**Extract:**

=== Begin Enclosure ===

Cloudflare’s efficiency improvements also extended to smaller models. According to InfoQ, Llama 4 Scout now runs on just two H200 GPUs on the platform.

Unweight: Lossless Compression Without Accuracy Loss

Published the day after the performance post, Cloudflare’s April 17, 2026 blog described Unweight, a compression system targeting GPU memory bandwidth constraints. “Running LLMs across Cloudflare’s network requires us to be smarter and more efficient about GPU memory bandwidth. That’s why we developed Unweight, a lossless inference-time compression system that achieves up to a 22% model footprint reduction.”

The system exploits a statistical property of BF16 floating-point weights. Each BF16 value contains a sign bit, an 8-bit exponent, and a 7-bit mantissa. In practice, “the top 16 exponents account for 99% of all model weights,” meaning “you only need ~2.6 bits to represent this distribution — far less than the 8 bits allocated.” Unweight applies Huffman coding to just the exponent byte: “We leave the sign and mantissa untouched and compress only the exponent byte using Huffman coding — a classic technique that assigns short codes to common values and longer codes to rare ones.”

Applied to Llama 3.1 8B, Unweight delivers “~30% compression of Multi-Layer Perceptron (MLP) weights alone,” translating to “15-22% in model size reduction and ~3 GB VRAM savings.” The distinction between the two figures matters operationally: the system achieves “~13% model footprint reduction for inference bundles” versus “~22% for distribution bundles” due to differences in how weights are packed for distribution versus serving.

The compression is not free. The company acknowledged that “Unweight is not a free lunch. On-chip reconstruction adds computational work that wouldn’t exist with uncompressed weights” and that “the inference configuration saves approximately 13% of total model memory at a throughput cost of roughly 30% at typical serving batch sizes.” To mitigate this, the system runs decompression inside GPU on-chip shared memory rather than the higher-bandwidth HBM, and an autotuner selects the optimal decompression pipeline per weight matrix and batch size.

Unweight is currently integrated with Cloudflare’s Infire engine and targets MLP weight matrices, which represent roughly two-thirds of model parameters. The company has identified further optimization opportunities, noting it has not yet compressed the down projection in each MLP layer — about one-third of the compressible weights.

=== End Enclosure ===

**What you will do:**
• 1. Translate this sentence from the Unweight article into French: "The system exploits a statistical property of BF16 floating-point weights."
• 2. Using the Unweight article, answer:
(a) How many H200 GPUs does Llama 4 Scout now run on?
(b) How many bits make up the mantissa of a BF16 value?
(c) What share of model parameters do MLP weight matrices represent?
• 3. Pick up the Unweight article from its last sentence and continue it.

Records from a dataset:
=== Begin Enclosure ===

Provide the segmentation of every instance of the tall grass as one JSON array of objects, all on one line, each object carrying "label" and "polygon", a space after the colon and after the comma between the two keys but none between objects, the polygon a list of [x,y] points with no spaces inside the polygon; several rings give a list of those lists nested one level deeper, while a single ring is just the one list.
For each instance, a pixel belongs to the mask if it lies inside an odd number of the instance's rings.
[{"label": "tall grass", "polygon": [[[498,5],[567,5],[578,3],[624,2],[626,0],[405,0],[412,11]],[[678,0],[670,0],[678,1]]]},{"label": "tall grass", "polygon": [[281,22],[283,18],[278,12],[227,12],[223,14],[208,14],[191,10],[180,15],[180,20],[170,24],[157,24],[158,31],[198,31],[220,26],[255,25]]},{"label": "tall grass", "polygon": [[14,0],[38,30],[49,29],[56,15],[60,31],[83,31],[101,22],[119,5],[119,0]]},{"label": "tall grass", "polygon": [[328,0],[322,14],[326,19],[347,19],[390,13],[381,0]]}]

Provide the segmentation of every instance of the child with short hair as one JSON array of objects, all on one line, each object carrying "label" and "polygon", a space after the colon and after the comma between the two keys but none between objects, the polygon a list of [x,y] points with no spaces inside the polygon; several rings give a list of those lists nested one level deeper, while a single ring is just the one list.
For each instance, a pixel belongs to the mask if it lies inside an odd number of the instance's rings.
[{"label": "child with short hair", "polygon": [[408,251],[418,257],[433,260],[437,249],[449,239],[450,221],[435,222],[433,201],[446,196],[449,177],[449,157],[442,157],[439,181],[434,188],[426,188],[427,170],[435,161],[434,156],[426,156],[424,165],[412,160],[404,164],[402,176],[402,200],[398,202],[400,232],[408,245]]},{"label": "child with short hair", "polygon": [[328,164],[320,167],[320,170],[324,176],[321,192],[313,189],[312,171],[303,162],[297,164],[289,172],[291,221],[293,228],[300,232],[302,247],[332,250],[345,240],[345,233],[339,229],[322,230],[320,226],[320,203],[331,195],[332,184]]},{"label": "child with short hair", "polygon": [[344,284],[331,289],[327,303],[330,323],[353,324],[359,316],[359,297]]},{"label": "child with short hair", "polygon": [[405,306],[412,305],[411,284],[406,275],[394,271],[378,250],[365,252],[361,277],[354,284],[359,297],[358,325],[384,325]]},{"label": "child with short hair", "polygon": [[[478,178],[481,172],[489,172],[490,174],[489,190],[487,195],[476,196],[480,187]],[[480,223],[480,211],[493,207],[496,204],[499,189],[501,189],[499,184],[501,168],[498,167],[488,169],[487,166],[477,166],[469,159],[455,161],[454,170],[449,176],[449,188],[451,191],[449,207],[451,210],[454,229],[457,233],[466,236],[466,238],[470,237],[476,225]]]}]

=== End Enclosure ===

**Expected results:**
• 1. Le système exploite une propriété statistique des poids en virgule flottante BF16.

• 2.
(a) Two.
(b) Seven.
(c) Roughly two-thirds.

• 3.
What We Don’t Know

Cloudflare has not disclosed which additional open-source models it plans to add to Workers AI or a timeline for resolving Unweight’s remaining 30–40% throughput overhead. The company acknowledged that “new technologies, research, and models come out on a weekly basis for the machine learning community” and that it is “continuously optimizing” its stack, but no roadmap was published alongside the announcements. It is also not clear whether Unweight’s GPU kernels will be released as a standalone open-source project separate from the research paper already published.

Analysis

The combination of Infire and Unweight reflects a broader pattern among infrastructure providers seeking to differentiate on efficiency rather than raw GPU count. By compressing models in a lossless way and disaggregating prefill from decode, Cloudflare is attempting to serve larger models without proportionally larger hardware budgets. The 3x latency improvement delivered through PD disaggregation using the same GPU quantity is the most operationally significant claim, as it means performance gains without additional capital expenditure.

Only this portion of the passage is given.